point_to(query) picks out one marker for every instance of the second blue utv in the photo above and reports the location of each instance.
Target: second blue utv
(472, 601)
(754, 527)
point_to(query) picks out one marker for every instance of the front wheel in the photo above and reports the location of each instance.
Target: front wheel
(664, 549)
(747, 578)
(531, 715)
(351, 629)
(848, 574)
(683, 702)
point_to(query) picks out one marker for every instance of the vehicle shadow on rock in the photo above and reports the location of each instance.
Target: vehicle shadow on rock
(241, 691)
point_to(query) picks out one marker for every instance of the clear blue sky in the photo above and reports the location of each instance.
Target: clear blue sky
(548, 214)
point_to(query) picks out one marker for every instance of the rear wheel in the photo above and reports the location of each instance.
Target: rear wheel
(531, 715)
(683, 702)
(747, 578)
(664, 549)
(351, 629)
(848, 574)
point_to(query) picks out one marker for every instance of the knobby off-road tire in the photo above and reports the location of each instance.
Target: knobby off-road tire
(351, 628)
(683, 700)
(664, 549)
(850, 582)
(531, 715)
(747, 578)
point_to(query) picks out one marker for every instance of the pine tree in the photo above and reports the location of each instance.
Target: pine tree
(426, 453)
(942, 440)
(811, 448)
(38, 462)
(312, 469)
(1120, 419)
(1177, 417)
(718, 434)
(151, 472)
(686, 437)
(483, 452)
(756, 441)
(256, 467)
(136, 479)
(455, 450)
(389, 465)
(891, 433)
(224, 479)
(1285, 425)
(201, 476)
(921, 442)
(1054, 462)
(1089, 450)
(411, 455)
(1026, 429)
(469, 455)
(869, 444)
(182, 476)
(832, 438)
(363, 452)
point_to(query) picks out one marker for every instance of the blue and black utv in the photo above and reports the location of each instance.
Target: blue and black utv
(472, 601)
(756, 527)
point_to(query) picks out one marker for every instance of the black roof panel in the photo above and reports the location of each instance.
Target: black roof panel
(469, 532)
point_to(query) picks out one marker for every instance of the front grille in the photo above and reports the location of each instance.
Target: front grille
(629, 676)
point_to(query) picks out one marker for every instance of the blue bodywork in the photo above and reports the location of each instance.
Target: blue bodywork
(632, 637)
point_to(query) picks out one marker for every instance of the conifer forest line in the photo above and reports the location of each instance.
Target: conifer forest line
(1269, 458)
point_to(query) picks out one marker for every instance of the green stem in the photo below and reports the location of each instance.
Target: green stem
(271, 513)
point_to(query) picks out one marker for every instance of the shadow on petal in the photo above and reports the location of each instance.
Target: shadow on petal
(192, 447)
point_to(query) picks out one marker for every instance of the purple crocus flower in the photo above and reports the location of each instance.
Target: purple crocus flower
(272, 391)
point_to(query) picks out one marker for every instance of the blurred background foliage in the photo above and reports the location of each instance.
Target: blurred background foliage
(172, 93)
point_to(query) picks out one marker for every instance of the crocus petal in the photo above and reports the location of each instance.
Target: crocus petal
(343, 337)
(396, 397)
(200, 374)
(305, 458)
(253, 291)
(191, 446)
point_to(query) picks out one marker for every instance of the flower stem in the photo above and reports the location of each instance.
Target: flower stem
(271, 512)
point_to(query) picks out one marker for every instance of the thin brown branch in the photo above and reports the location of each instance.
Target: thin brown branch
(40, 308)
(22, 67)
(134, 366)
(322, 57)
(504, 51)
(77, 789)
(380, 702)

________________________________________

_PROBLEM TO SOLVE_
Please recast all the records above as a Markdown table with two columns, Row and Line, giving each nonblank line a numbered row of its own.

_ANSWER TO THIS PROBLEM_
| Row | Line |
|---|---|
| 1 | point_to(query) picks out one marker for every instance of the second blue utv in the photo above and reports the location of each instance. |
| 2 | Target: second blue utv |
| 3 | (472, 601) |
| 4 | (754, 527) |
| 5 | point_to(query) picks out one marker for every instance of the front wheel in the photo above and reports the location of each instance. |
| 6 | Target: front wheel |
| 7 | (664, 549) |
| 8 | (747, 578) |
| 9 | (531, 715) |
| 10 | (351, 629) |
| 11 | (848, 574) |
| 12 | (683, 702) |
| 13 | point_to(query) picks out one marker for every instance of the vehicle shadow on rock in the photo above and reports the location of each instance. |
| 14 | Target: vehicle shadow on rock |
| 15 | (241, 691) |
| 16 | point_to(query) picks out one marker for every instance of the clear blue sky in the photo above and reports the location of each instance. |
| 17 | Target: clear blue sky |
| 18 | (548, 214) |
| 19 | point_to(query) picks out one marker for every instance of the rear wheel in the photo above and reports the location of each instance. |
| 20 | Target: rear wheel |
| 21 | (531, 715) |
| 22 | (683, 702) |
| 23 | (747, 578) |
| 24 | (664, 549) |
| 25 | (351, 629) |
| 26 | (848, 574) |
| 27 | point_to(query) picks out one marker for every instance of the knobby off-road tire in the photo above and reports the location of each instance. |
| 28 | Target: knobby off-road tire |
| 29 | (351, 628) |
| 30 | (683, 700) |
| 31 | (664, 549) |
| 32 | (850, 582) |
| 33 | (531, 715) |
| 34 | (747, 578) |
| 35 | point_to(query) picks out one marker for every instance of the pine tree in the photo above and reports the location of each instance. |
| 36 | Target: pine tree |
| 37 | (426, 453) |
| 38 | (942, 440) |
| 39 | (811, 448) |
| 40 | (38, 462) |
| 41 | (312, 469) |
| 42 | (1120, 419) |
| 43 | (1177, 417) |
| 44 | (718, 434) |
| 45 | (151, 472) |
| 46 | (686, 437) |
| 47 | (483, 452) |
| 48 | (756, 441) |
| 49 | (256, 467) |
| 50 | (136, 479) |
| 51 | (455, 450) |
| 52 | (389, 465) |
| 53 | (891, 433) |
| 54 | (224, 479) |
| 55 | (1285, 425) |
| 56 | (201, 476) |
| 57 | (921, 442) |
| 58 | (1054, 462) |
| 59 | (1089, 450) |
| 60 | (411, 455) |
| 61 | (1026, 429) |
| 62 | (469, 455) |
| 63 | (869, 444) |
| 64 | (182, 476) |
| 65 | (832, 438) |
| 66 | (363, 452) |
| 67 | point_to(query) picks out one marker for every instance of the blue and black utv in the photo above and reports the location of each instance. |
| 68 | Target: blue and black utv |
| 69 | (472, 601) |
| 70 | (756, 527) |
| 71 | point_to(query) picks out one marker for every instance of the black roof panel in the photo above and reports the location of each instance. |
| 72 | Target: black roof panel |
| 73 | (469, 532) |
| 74 | point_to(query) picks out one marker for every instance of the front grille in the photo above and reports the location of each instance. |
| 75 | Target: front grille |
| 76 | (629, 676) |
| 77 | point_to(query) picks out one marker for every instance of the blue bodywork in the photo above and reports the location of each instance. |
| 78 | Target: blue bodywork |
| 79 | (632, 637) |
| 80 | point_to(query) picks out one marker for every instance of the conifer forest line in the photo above and reports the location of each instance. |
| 81 | Target: conifer forest line |
| 82 | (1269, 458) |
| 83 | point_to(query) picks out one marker for every instance of the green stem in the photo below and reports the location of each instance. |
| 84 | Target: green stem |
| 85 | (271, 513) |
| 86 | point_to(query) picks out one marker for every instance of the shadow on petal in the photo above and reports the location of each instance. |
| 87 | Target: shadow on petal |
| 88 | (192, 447) |
| 89 | point_to(query) picks out one marker for every instance of the purple crocus flower in the photo above and reports the location of each instance. |
| 90 | Target: purple crocus flower |
| 91 | (272, 391) |
| 92 | point_to(query) picks out one marker for every instance of the blurred background foliage in the photo above and reports the location of each instance. |
| 93 | Target: blurred background foliage |
| 94 | (172, 93) |
| 95 | point_to(query) picks out one marker for every instance of the crocus petal in the photo above and reports the location of each instance. |
| 96 | Target: crocus petal |
| 97 | (343, 337) |
| 98 | (396, 397) |
| 99 | (200, 374) |
| 100 | (305, 458) |
| 101 | (253, 291) |
| 102 | (191, 446) |
| 103 | point_to(query) picks out one marker for every instance of the flower stem in the photo above and reports the location of each instance. |
| 104 | Target: flower stem |
| 105 | (271, 512) |
| 106 | point_to(query) picks out one marker for every instance of the thin brown branch in the photo above and reports the location of each instance. |
| 107 | Target: thin brown branch |
| 108 | (40, 308) |
| 109 | (22, 67) |
| 110 | (134, 366) |
| 111 | (322, 57) |
| 112 | (504, 51) |
| 113 | (77, 789) |
| 114 | (380, 702) |